Reproduce the listing below with every "instance" swapped for "object" and all else unchanged. Leave the pictures out of your answer.

>> START EXCERPTED DATA

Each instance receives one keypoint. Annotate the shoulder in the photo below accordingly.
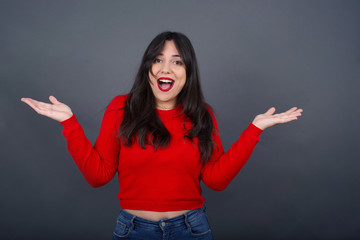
(210, 110)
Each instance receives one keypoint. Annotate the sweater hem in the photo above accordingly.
(160, 206)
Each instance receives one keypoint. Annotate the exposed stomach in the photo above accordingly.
(155, 216)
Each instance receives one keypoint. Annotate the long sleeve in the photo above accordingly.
(223, 167)
(97, 163)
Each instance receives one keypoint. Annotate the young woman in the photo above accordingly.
(161, 139)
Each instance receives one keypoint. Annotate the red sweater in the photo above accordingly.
(164, 180)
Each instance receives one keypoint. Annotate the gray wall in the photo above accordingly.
(302, 180)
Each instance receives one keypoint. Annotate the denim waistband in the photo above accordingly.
(165, 221)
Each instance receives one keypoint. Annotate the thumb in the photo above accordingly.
(270, 111)
(53, 100)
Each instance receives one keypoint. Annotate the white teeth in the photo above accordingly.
(165, 81)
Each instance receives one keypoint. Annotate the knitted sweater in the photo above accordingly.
(167, 179)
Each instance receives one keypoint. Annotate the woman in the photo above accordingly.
(161, 139)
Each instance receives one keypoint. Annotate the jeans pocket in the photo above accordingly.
(122, 228)
(198, 225)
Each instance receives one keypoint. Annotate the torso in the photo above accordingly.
(155, 216)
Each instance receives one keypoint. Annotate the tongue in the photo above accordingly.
(165, 85)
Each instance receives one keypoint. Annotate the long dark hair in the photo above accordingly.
(140, 118)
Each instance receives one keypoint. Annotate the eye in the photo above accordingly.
(178, 62)
(157, 60)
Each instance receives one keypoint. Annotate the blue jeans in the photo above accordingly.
(190, 225)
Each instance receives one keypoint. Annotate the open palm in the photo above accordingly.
(54, 110)
(269, 119)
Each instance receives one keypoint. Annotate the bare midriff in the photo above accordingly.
(155, 216)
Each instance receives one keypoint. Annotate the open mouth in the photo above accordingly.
(165, 84)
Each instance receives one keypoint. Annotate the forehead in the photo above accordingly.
(170, 49)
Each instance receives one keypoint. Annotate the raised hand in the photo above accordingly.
(270, 119)
(54, 110)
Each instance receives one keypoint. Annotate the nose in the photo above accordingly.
(165, 68)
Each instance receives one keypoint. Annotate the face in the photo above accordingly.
(169, 76)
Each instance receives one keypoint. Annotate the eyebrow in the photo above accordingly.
(175, 55)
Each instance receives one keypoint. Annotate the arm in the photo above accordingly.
(97, 163)
(223, 167)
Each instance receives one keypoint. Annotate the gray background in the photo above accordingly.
(302, 182)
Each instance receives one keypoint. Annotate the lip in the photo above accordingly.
(165, 78)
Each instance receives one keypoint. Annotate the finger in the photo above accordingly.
(39, 107)
(53, 100)
(270, 111)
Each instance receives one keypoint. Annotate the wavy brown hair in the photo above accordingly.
(140, 118)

>> END EXCERPTED DATA

**SOLUTION FOR THIS TASK:**
Each object receives one keypoint. Annotate the shoulder in the photo below accordingly.
(210, 110)
Each object receives one keypoint. Annotate the sweater hem in the photo above accordingly.
(160, 206)
Each object receives one keypoint. Annotate the exposed stomach in the photo above accordingly.
(155, 216)
Each object receives one keypoint. Annotate the long sleeve in the photo above accordingly.
(223, 167)
(97, 163)
Each object receives one keypoint. Annotate the young woman in the photo above accordingly.
(161, 139)
Each object receives one keypoint. Annotate the red sweater in the photo above accordingly.
(164, 180)
Each object receives one keypoint. Annotate the gray wall in the photo above accordingly.
(302, 180)
Each object receives one keypoint. Annotate the denim waistband in the photo above accordingly.
(165, 221)
Each object receives one keypoint. Annotate the thumb in the photo above accordingly.
(270, 111)
(53, 100)
Each object receives one keypoint. Annotate the white teeth in the photo above accordingly.
(165, 81)
Each object receives one keypoint. Annotate the knitted sweater in the photo above accordingly.
(167, 179)
Each object receives one keypoint. Annotate the woman in the photo above accordingly.
(161, 139)
Each object receives one keypoint. Annotate the jeans pocket in the photo above accordingly.
(122, 228)
(198, 225)
Each object receives one keypoint. Annotate the torso in the photo above accordingly.
(155, 216)
Each object receives one keypoint. Annotate the tongue in the photo above accordingly.
(165, 85)
Each object receives one keypoint. Annotate the long dark hair in the photo above accordingly.
(140, 118)
Each object receives one keypoint. Annotate the eye in the photo above accordingly.
(178, 62)
(157, 60)
Each object receives one keypoint. Annotate the blue jeans in the photo above accordingly.
(190, 225)
Each object receives one keypoint. Annotate the open palm in the photo above accordingly.
(54, 110)
(269, 119)
Each object receives one keypoint. Annotate the bare midriff in the photo above accordingly.
(155, 216)
Each object receives one keypoint. Annotate the open mouth in the photo above accordingly.
(165, 84)
Each object receives one keypoint. Annotate the forehead in the photo above accordingly.
(170, 49)
Each object receives one keypoint. Annotate the raised hand in the photo above accordingly.
(270, 119)
(54, 110)
Each object receives one keypoint. Annotate the nose in the photo above accordingly.
(165, 68)
Each object receives one keypoint. Annotate the face in the photo above accordingly.
(169, 76)
Each object receives one keypoint. Annotate the eyebrow in the photo above accordingly.
(175, 55)
Each object receives one keypoint. Annotate the arm in the photo above accordingly.
(97, 163)
(223, 167)
Each object receives one keypoint. Annotate the gray background in the photo above accordingly.
(302, 182)
Each object receives one keypoint. Annotate the lip in the photo above accordingly.
(165, 78)
Each object receives one keypoint. Annotate the finger in the photo above accordingly.
(39, 107)
(53, 100)
(270, 111)
Each object receives one keypoint. Annotate the wavy brown hair in the photo above accordingly.
(140, 118)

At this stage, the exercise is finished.